◆ **TASK STATEMENT**
Gather every line below that contains the word "purple", and copy each one in full. Case counts.

◆ **RECORDS TO PROCESS**
"""

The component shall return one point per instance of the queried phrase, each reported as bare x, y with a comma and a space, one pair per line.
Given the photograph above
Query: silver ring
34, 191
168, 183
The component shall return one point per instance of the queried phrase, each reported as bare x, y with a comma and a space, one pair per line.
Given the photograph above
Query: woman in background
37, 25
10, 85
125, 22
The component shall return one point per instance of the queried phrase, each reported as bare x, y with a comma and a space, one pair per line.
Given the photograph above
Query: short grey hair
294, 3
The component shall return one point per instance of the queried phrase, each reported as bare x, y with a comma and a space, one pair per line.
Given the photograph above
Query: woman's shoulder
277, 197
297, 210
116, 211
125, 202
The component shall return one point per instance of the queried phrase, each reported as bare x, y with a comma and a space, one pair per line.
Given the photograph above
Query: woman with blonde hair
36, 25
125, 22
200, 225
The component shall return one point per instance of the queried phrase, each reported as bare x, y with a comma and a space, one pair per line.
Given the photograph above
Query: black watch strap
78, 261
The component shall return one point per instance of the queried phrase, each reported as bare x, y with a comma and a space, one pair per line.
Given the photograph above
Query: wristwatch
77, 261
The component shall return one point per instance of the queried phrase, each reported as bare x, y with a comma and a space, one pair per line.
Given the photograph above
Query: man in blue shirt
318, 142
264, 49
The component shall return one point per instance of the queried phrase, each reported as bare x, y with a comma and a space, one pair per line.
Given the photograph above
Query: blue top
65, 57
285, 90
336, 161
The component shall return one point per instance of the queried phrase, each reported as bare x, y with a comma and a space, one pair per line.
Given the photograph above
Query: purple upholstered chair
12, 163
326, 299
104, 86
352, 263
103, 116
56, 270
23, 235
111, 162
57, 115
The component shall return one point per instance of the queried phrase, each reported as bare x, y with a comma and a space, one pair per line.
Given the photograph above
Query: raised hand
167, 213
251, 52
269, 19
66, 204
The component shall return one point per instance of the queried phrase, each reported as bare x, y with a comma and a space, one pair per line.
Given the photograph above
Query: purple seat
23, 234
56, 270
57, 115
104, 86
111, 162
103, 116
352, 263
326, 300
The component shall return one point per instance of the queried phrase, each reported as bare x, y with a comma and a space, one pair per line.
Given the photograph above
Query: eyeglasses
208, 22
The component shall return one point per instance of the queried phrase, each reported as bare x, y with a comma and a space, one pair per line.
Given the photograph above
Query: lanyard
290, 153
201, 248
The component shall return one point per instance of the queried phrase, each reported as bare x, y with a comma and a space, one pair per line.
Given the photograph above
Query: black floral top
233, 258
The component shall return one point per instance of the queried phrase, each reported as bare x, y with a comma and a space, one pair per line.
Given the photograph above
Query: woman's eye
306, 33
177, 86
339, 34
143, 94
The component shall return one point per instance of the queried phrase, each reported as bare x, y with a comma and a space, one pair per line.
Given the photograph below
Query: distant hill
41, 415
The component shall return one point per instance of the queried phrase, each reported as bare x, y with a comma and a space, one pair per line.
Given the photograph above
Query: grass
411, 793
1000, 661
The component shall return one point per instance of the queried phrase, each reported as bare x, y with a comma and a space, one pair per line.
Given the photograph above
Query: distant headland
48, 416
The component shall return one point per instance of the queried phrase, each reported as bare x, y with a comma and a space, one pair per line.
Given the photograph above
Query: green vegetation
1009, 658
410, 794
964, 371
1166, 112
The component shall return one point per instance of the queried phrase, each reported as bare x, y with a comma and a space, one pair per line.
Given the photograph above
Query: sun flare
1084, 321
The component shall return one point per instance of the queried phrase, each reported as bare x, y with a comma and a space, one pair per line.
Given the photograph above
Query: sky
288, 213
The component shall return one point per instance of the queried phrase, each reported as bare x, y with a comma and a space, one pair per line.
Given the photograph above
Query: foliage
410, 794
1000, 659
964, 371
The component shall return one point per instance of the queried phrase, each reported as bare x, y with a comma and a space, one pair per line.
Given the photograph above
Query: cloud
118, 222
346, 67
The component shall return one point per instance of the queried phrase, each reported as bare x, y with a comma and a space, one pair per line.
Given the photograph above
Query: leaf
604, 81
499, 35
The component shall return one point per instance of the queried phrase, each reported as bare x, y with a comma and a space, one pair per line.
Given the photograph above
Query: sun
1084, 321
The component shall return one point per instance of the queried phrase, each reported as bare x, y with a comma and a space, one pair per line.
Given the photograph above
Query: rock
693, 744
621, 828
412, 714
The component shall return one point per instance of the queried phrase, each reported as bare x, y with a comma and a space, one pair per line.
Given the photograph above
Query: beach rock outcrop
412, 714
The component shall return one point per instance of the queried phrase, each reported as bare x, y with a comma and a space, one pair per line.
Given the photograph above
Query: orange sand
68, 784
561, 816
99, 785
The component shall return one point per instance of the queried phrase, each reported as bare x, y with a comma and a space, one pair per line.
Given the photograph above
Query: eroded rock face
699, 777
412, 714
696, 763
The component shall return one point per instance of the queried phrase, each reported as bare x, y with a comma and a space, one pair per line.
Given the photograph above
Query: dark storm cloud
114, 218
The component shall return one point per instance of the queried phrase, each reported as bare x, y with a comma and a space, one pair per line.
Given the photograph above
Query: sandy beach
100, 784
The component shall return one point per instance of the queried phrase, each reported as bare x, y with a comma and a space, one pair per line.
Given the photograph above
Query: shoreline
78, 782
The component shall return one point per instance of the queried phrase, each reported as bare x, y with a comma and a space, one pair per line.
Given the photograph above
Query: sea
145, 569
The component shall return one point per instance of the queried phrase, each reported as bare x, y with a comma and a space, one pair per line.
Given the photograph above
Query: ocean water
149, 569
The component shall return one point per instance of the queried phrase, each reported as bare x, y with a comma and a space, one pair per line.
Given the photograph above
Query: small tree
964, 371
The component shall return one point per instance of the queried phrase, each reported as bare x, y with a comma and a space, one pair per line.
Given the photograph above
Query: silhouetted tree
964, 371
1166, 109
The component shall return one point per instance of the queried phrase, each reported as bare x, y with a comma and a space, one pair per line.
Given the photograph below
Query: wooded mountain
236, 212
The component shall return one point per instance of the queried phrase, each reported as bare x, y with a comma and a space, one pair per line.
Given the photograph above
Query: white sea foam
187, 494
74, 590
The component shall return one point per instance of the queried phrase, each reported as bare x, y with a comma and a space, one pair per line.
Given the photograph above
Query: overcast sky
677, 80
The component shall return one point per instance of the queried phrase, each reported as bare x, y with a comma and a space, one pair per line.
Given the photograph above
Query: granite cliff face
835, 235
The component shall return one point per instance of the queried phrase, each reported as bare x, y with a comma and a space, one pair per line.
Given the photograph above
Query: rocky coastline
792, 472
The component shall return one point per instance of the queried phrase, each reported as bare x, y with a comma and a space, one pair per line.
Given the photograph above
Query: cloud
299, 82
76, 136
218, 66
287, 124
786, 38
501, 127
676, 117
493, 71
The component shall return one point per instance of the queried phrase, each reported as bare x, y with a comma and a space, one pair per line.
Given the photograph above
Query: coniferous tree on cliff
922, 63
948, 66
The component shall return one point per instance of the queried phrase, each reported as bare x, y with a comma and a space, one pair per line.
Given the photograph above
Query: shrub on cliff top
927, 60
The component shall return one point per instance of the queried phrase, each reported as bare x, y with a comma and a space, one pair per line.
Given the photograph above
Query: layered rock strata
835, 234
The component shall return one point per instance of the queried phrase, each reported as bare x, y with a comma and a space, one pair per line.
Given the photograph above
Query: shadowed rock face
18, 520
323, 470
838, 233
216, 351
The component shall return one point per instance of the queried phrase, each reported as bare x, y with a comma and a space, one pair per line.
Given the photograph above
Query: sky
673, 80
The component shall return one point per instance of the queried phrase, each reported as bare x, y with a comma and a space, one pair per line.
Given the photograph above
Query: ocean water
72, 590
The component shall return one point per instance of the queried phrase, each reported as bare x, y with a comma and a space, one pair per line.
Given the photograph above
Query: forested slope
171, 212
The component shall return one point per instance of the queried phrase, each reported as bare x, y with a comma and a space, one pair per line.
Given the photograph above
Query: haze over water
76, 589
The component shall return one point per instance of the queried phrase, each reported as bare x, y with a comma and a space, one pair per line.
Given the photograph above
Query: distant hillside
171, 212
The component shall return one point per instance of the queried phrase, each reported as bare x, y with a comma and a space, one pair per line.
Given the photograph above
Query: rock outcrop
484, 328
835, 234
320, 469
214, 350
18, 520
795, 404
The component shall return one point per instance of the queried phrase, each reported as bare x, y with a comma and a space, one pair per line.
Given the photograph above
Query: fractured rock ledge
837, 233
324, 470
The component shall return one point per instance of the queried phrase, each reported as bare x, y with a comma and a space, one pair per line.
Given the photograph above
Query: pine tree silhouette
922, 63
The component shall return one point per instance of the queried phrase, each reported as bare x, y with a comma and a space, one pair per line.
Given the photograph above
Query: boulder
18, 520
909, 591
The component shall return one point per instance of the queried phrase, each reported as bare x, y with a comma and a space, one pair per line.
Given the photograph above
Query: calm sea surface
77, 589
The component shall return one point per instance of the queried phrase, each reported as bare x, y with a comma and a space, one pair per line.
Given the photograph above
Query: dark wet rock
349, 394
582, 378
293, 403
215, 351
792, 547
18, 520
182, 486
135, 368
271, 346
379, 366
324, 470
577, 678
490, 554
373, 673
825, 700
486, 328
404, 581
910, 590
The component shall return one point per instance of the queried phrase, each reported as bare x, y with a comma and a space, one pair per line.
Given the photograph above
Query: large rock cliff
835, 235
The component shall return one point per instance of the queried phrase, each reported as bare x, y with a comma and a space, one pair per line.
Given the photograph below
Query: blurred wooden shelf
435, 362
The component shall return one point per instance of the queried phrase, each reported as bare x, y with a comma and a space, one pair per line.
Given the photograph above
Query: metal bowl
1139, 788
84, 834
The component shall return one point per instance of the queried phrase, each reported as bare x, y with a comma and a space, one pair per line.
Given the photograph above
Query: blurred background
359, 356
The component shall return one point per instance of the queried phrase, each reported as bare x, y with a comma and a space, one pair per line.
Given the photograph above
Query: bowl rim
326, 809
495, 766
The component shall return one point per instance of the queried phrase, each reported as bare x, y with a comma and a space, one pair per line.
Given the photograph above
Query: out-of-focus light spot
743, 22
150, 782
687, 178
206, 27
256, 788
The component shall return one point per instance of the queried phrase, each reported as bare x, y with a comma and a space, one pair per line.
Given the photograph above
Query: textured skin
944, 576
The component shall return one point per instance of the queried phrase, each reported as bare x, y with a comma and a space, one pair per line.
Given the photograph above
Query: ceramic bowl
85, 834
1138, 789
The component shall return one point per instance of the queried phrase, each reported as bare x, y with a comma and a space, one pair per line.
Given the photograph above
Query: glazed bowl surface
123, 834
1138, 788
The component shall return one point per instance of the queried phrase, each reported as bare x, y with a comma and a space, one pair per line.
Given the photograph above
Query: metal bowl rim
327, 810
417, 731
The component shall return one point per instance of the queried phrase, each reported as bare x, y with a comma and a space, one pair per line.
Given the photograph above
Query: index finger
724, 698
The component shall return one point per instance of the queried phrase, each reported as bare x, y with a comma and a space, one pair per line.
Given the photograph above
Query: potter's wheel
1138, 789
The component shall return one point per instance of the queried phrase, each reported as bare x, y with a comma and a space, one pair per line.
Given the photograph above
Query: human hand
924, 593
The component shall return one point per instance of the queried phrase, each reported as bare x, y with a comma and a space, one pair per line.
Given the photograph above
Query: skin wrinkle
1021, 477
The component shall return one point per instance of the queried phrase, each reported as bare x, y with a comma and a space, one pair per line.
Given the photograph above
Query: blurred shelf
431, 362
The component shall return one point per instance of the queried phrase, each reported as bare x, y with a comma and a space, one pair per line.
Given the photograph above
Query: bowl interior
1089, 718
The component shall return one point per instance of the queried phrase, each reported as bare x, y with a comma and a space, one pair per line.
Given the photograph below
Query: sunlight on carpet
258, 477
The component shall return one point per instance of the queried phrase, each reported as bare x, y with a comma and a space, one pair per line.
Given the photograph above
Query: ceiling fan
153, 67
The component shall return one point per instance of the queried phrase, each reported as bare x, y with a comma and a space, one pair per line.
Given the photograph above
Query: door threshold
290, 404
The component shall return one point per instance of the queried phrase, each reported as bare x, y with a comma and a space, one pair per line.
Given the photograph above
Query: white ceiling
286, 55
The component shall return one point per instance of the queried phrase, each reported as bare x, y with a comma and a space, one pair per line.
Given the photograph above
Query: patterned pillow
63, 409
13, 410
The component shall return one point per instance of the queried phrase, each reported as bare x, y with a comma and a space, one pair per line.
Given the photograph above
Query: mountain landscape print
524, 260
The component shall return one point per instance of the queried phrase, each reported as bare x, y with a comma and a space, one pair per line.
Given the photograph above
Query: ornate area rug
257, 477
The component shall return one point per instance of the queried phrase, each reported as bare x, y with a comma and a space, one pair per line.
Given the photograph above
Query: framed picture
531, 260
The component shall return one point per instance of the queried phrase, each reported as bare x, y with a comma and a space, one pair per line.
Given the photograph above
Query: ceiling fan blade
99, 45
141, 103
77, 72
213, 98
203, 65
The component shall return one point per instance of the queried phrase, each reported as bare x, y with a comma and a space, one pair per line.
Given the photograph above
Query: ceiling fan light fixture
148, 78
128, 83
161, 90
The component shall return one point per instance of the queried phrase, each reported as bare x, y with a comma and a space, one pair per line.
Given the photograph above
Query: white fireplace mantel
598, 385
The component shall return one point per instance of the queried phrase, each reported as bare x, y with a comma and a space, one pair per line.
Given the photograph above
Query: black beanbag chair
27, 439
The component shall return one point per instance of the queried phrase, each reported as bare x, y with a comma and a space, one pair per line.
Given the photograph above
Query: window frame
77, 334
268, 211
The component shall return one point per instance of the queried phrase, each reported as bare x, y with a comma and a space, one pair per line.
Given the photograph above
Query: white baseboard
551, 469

"""

◆ **SOLUTION FOR THIS TASK**
Query: purple upholstered chair
Query: purple seat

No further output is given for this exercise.